WHAT IS EXPECTED =
Render every entry exactly as it appears.

RECORDS SHOWN =
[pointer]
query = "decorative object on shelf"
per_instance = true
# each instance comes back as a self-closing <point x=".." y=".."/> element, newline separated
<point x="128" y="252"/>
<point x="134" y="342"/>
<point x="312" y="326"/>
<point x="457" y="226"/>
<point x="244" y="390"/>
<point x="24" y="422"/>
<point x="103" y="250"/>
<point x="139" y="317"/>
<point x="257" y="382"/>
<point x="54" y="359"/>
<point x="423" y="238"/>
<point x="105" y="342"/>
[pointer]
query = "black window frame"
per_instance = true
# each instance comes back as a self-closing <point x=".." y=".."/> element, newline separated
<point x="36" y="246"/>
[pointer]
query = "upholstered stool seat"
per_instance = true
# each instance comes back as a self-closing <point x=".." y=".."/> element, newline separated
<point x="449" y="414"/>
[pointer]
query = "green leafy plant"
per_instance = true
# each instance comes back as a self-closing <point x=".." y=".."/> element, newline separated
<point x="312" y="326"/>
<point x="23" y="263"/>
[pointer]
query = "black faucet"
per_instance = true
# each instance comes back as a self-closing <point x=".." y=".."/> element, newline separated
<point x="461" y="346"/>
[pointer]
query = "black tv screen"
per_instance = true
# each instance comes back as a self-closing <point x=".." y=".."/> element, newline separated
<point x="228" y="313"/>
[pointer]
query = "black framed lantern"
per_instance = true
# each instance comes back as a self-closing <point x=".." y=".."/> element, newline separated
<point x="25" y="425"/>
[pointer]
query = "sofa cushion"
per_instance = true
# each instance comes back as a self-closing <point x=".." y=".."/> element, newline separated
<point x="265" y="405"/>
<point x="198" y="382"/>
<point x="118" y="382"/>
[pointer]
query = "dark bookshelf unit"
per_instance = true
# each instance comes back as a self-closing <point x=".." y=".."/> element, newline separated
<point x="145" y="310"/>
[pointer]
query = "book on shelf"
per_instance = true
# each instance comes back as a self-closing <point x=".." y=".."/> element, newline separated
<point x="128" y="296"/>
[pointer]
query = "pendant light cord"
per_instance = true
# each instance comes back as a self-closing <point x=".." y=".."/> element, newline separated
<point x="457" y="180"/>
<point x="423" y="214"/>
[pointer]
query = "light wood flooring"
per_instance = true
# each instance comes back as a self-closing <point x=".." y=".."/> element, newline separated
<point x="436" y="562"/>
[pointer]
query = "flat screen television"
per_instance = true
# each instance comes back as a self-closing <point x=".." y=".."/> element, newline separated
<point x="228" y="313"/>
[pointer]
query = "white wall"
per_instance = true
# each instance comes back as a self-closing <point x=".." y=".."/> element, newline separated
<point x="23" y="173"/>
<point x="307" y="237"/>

EXPECTED ANSWER =
[pointer]
query = "decorative object on shelf"
per_instance = true
# each instance comes back as a self-closing <point x=".." y=".."/> element, newline separated
<point x="128" y="252"/>
<point x="134" y="342"/>
<point x="312" y="326"/>
<point x="457" y="226"/>
<point x="244" y="390"/>
<point x="24" y="422"/>
<point x="103" y="250"/>
<point x="139" y="317"/>
<point x="257" y="382"/>
<point x="54" y="359"/>
<point x="423" y="238"/>
<point x="105" y="342"/>
[pointer]
query = "black window frame"
per_instance = true
# each instance comes back as a self-closing <point x=".." y=".."/> element, newline separated
<point x="36" y="246"/>
[pointer]
query = "upholstered stool seat"
per_instance = true
# each instance comes back as a self-closing <point x=".." y=".."/> element, newline separated
<point x="449" y="414"/>
[pointer]
query = "green leafy plant"
per_instance = true
# each instance comes back as a self-closing <point x=".." y=".."/> element, newline separated
<point x="312" y="326"/>
<point x="23" y="263"/>
[pointer]
query = "black faucet"
per_instance = true
# each instance comes back as a self-closing <point x=".." y=".."/> element, newline separated
<point x="461" y="346"/>
[pointer]
query = "black tv screen"
per_instance = true
# each instance comes back as a self-closing <point x=".." y=".."/> element, newline separated
<point x="228" y="313"/>
[pointer]
query = "black framed lantern"
per_instance = true
# each instance comes back as a self-closing <point x=".." y=".."/> element, newline separated
<point x="25" y="425"/>
[pointer]
query = "sofa cushion"
per_instance = true
# each instance comes back as a self-closing <point x=".." y=".."/> element, newline separated
<point x="265" y="405"/>
<point x="198" y="382"/>
<point x="118" y="382"/>
[pointer]
query = "dark bookshelf unit"
per_instance = true
# each instance comes back as a self-closing <point x=".." y=".."/> element, newline separated
<point x="145" y="310"/>
[pointer]
query = "book on shelf"
per_instance = true
# each instance comes back as a self-closing <point x=".." y=".."/> element, newline separated
<point x="128" y="296"/>
[pointer]
query = "pendant light cord"
per_instance = true
# each instance comes back as a self-closing <point x=".." y=".."/> element, newline separated
<point x="457" y="180"/>
<point x="423" y="214"/>
[pointer]
query = "light wood flooring"
per_instance = true
# each instance comes back as a self-closing <point x=".." y=".."/> element, newline separated
<point x="436" y="562"/>
[pointer]
query = "flat screen television"
per_instance = true
# each instance comes back as a self-closing <point x=".." y=".."/> element, newline separated
<point x="228" y="313"/>
[pointer]
query = "white wall"
per_instance = true
# each instance comes back as a self-closing <point x=".." y=".."/> element, newline separated
<point x="23" y="173"/>
<point x="307" y="237"/>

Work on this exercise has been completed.